Back in the day most farms grew a range of crops for local consumption…
Oat milk does not create methane or slurry and is growing in popularity and is perfect for use with oats for breakfast. Gluten sensitive folks check the label…
Agreed. I prefer oat milk to Dairy. At the moment the only disqualifier is price. We are still paying “artisan” prices for what is essentially oats soaked in water strained through a sock. Pretty sure it’s gluten free and of course doesn’t trouble the lactose intolerant
If paying a few shekels more helps to keep my local vegan shop in Porthmadog going then it is an investment for the public good…
Desperate to try these now. If they are not already, as soon as they become commercially available for consumption, please let us know? My love of oats is second only to my love of beans.
It always irks me when I return to Wales that there is no native bara ceirch available for sale and I love the refrain of Yr Hen Wr Mwyn, “yn gwrando ar yr uwd yn berwi”, “listening to the porridge bubbling”, as he sat by the fire at night. When it comes to beans, stwnch ffa is my favourite, and I often make it.
Ai’r un grawn yw ‘ceirch du’ â ‘blé noir’ sydd yn brif gynhwysyn un math ar grempog Llydewig? A beth yw ‘buckwheat’ yn Gymraeg ac a ddefnyddid e yma?
Is Ceirch Du the same as the Blé Noir that is used for pancakes in Brittany? And is it the same as buckwheat?

### Exercise
Retype the passage of the oat comments between "It always irks" and "often make it.", inclusive, keeping every word and mark unchanged.

### Records shown
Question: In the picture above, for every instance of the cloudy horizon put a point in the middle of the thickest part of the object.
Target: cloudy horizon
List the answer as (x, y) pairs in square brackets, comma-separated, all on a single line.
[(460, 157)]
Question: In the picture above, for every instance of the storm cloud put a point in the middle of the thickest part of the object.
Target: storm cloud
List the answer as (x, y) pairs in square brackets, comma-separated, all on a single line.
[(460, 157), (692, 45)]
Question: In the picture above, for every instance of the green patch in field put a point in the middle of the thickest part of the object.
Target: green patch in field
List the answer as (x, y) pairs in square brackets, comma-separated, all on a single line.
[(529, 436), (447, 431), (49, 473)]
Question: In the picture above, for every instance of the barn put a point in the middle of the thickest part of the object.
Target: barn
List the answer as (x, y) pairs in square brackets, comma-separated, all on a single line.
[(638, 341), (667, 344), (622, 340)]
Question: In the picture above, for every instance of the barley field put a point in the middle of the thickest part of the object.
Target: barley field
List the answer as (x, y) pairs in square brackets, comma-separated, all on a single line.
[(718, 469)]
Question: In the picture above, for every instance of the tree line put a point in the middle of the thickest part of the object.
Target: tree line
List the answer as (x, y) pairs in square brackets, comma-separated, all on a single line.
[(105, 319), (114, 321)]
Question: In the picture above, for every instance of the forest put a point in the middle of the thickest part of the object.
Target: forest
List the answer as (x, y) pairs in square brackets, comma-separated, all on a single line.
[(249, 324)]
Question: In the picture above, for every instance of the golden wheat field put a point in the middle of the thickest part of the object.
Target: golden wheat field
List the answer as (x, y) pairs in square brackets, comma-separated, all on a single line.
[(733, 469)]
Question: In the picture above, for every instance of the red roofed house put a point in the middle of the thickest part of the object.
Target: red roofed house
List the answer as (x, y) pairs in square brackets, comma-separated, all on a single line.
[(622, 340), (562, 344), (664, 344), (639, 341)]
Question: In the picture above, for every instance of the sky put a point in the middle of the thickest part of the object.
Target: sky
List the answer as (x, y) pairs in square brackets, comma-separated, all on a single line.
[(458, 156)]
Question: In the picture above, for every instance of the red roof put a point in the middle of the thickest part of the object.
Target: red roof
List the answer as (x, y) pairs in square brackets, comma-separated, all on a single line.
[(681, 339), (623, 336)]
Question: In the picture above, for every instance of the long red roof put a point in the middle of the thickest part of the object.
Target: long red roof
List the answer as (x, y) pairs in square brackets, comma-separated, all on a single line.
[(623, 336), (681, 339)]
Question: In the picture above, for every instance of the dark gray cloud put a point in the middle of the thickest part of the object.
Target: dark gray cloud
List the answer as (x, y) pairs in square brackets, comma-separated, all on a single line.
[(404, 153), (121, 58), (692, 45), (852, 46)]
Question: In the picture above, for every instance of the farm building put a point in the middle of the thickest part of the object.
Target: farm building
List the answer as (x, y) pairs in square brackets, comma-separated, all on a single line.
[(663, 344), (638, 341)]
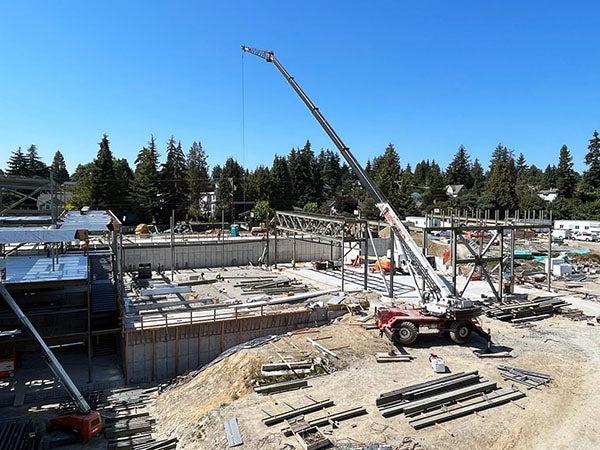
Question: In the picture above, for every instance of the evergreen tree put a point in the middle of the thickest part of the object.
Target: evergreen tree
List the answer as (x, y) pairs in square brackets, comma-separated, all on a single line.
[(477, 177), (17, 164), (459, 170), (82, 191), (197, 173), (145, 185), (592, 160), (35, 165), (502, 179), (566, 177), (103, 177), (329, 166), (305, 175), (230, 188), (282, 193), (521, 165), (387, 177), (258, 184), (59, 168), (173, 178), (549, 179)]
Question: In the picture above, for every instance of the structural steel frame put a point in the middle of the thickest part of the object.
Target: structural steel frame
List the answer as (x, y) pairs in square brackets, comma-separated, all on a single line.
[(461, 222), (328, 230)]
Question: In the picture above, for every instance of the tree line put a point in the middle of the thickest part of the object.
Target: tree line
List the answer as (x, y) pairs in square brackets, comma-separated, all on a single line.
[(316, 182)]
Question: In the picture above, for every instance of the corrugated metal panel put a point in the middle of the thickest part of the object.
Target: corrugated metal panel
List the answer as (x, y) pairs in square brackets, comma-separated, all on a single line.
[(234, 438)]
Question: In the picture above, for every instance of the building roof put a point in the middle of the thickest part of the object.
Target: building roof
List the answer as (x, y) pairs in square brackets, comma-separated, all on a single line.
[(30, 269)]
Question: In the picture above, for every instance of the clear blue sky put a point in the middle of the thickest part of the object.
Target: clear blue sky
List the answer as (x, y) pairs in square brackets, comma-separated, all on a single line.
[(425, 75)]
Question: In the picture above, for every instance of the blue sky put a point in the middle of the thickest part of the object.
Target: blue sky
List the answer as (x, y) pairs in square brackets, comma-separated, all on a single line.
[(424, 75)]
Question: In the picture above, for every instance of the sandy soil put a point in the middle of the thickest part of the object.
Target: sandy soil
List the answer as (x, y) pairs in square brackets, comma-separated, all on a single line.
[(561, 415)]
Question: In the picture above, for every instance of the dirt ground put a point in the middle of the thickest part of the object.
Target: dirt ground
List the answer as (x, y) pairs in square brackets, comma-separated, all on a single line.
[(561, 415)]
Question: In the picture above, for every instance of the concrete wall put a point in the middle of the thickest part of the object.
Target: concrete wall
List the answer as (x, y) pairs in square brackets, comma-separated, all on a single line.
[(161, 354), (236, 252)]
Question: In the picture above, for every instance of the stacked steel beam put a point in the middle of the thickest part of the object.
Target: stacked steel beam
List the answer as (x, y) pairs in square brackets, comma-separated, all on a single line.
[(436, 401)]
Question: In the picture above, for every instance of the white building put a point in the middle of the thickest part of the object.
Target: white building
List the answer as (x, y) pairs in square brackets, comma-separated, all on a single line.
[(548, 195), (419, 221), (581, 226)]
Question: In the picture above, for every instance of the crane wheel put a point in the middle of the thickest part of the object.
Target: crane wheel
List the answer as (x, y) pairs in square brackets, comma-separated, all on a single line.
[(405, 333), (460, 332)]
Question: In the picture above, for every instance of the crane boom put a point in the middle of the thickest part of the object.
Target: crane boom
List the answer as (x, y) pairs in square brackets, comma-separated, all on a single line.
[(49, 357), (437, 297)]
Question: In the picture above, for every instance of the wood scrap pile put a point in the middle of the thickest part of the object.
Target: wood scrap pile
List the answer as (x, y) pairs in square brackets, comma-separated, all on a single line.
[(273, 286), (129, 425), (446, 398), (533, 380), (518, 311)]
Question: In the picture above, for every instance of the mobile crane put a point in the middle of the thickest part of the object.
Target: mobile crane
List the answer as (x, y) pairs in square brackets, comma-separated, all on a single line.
[(85, 422), (440, 307)]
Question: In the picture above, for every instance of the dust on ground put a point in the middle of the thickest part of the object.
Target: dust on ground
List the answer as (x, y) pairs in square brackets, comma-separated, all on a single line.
[(561, 415)]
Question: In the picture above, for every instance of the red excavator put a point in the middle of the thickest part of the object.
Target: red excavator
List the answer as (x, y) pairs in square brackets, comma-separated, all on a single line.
[(85, 421), (441, 307)]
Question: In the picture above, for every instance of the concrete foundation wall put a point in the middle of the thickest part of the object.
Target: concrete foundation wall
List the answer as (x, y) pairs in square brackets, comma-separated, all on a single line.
[(163, 353), (236, 252)]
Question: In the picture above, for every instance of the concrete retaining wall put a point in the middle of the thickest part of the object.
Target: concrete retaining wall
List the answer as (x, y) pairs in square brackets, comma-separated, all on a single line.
[(163, 353), (235, 252)]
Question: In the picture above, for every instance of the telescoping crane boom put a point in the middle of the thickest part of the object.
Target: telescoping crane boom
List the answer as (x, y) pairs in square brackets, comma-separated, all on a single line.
[(86, 421), (437, 298)]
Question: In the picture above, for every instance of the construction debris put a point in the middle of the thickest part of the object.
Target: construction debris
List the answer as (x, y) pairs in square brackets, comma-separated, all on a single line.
[(532, 380), (315, 406), (232, 431), (430, 401), (281, 387)]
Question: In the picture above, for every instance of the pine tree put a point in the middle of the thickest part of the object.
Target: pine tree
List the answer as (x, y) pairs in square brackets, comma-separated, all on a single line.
[(282, 191), (173, 177), (459, 170), (197, 173), (258, 184), (144, 187), (59, 168), (566, 177), (35, 165), (502, 179), (477, 177), (230, 188), (103, 177), (17, 164), (592, 160), (521, 165)]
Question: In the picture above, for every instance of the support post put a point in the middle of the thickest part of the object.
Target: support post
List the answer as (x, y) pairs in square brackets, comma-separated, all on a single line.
[(549, 270), (342, 267), (512, 260), (501, 266), (172, 245), (275, 242), (366, 259), (392, 262)]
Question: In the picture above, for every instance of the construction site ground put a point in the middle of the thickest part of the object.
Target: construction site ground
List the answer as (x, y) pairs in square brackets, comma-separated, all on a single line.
[(563, 414)]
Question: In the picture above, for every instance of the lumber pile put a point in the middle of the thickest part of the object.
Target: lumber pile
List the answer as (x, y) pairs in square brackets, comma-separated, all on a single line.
[(531, 379), (518, 311), (276, 286), (445, 398), (129, 425)]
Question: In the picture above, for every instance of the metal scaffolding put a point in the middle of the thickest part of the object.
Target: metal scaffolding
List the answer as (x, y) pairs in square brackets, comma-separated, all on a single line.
[(342, 232), (473, 228)]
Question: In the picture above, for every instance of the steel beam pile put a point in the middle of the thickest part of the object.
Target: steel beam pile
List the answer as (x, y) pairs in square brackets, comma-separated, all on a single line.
[(17, 434), (517, 312), (435, 401), (532, 380), (281, 285)]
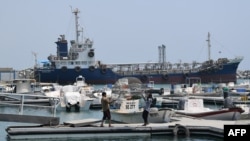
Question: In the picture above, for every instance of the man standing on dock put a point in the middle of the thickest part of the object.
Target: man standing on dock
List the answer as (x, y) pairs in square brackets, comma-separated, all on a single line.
[(148, 102), (105, 108)]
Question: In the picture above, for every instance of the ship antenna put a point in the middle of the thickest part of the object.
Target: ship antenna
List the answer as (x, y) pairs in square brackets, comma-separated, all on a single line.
[(76, 11), (208, 45)]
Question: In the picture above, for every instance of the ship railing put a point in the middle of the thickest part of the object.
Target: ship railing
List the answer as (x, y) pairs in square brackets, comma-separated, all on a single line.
[(29, 100)]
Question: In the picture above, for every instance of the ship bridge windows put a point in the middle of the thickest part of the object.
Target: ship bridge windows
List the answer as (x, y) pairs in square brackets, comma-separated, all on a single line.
[(78, 63)]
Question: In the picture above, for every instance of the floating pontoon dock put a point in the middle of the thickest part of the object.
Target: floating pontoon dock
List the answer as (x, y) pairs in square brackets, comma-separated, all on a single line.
[(88, 128)]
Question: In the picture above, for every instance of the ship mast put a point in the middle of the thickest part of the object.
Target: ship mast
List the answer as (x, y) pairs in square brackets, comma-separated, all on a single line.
[(209, 46), (76, 11)]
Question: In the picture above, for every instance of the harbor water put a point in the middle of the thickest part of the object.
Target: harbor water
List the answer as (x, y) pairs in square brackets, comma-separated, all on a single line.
[(97, 114)]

### Result
It always irks me when I return to Wales that there is no native bara ceirch available for sale and I love the refrain of Yr Hen Wr Mwyn, “yn gwrando ar yr uwd yn berwi”, “listening to the porridge bubbling”, as he sat by the fire at night. When it comes to beans, stwnch ffa is my favourite, and I often make it.